■ Exercise:
Please write out the lines of the records from the line that has "Report one point per instance of the bridal" through the line that has "[[328, 713]]", swapping "bridal bouquet" for "wedding bouquet" and changing nothing else.

Start Extracted material

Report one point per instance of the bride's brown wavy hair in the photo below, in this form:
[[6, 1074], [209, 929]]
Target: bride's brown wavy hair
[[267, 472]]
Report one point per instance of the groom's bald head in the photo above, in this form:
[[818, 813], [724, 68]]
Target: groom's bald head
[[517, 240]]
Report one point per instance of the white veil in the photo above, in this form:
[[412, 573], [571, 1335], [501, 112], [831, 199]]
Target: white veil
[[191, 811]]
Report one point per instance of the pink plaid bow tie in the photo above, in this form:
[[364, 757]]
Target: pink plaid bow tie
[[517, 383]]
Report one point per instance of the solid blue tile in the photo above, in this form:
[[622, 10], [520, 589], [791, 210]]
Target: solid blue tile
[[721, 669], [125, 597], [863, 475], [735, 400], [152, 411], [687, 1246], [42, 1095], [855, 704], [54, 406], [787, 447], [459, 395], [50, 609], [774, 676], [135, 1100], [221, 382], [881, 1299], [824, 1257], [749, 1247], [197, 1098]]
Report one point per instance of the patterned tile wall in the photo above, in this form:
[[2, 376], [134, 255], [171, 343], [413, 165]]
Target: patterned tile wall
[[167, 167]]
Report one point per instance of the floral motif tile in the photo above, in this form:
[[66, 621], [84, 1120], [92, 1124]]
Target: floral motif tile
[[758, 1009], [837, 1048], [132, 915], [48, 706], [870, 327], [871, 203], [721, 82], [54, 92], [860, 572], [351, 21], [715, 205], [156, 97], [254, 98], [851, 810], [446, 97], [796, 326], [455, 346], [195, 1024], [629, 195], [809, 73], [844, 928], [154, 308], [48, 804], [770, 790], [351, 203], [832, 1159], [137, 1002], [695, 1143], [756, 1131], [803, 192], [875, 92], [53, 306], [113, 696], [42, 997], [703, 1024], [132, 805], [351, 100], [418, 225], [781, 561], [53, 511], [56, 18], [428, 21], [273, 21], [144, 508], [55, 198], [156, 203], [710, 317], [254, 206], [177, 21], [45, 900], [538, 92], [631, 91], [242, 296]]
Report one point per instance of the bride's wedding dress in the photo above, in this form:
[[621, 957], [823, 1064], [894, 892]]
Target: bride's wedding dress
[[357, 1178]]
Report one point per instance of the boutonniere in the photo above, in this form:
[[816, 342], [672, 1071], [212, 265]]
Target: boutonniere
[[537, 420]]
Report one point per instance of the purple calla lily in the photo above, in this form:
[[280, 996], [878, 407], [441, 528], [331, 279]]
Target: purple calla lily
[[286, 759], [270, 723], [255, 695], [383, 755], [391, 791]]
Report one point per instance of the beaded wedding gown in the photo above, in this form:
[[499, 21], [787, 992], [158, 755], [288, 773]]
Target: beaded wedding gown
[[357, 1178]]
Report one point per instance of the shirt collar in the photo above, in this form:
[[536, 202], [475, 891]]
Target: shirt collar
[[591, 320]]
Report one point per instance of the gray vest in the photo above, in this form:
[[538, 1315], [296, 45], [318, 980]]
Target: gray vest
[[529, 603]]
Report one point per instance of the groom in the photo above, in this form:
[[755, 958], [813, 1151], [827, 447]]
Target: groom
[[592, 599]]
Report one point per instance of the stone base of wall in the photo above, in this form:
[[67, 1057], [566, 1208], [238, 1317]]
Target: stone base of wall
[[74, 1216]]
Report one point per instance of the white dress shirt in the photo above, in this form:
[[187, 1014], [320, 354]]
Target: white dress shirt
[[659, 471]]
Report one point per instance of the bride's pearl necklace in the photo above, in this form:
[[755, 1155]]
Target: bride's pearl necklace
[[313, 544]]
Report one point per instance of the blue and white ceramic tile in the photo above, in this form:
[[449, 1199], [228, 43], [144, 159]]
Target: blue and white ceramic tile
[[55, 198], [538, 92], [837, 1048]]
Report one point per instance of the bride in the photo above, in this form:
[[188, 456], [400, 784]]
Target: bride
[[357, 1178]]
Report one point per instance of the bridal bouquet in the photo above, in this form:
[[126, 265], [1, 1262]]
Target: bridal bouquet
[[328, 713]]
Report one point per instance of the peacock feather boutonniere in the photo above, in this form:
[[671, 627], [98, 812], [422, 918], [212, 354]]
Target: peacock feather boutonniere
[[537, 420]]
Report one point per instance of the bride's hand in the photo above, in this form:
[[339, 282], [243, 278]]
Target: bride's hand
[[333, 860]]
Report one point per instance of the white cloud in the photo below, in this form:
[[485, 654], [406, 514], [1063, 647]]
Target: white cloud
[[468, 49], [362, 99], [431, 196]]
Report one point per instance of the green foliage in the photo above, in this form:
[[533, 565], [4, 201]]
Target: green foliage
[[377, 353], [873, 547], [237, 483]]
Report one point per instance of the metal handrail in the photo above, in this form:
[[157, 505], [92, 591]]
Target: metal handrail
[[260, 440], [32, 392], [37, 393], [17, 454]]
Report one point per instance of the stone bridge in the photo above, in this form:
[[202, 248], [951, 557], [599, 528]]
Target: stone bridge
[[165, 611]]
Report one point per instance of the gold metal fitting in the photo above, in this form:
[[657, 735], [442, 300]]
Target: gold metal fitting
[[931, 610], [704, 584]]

End Extracted material

■ In response:
Report one point per instance of the wedding bouquet in the photo above, in this form:
[[126, 265], [1, 1262]]
Target: wedding bouquet
[[328, 713]]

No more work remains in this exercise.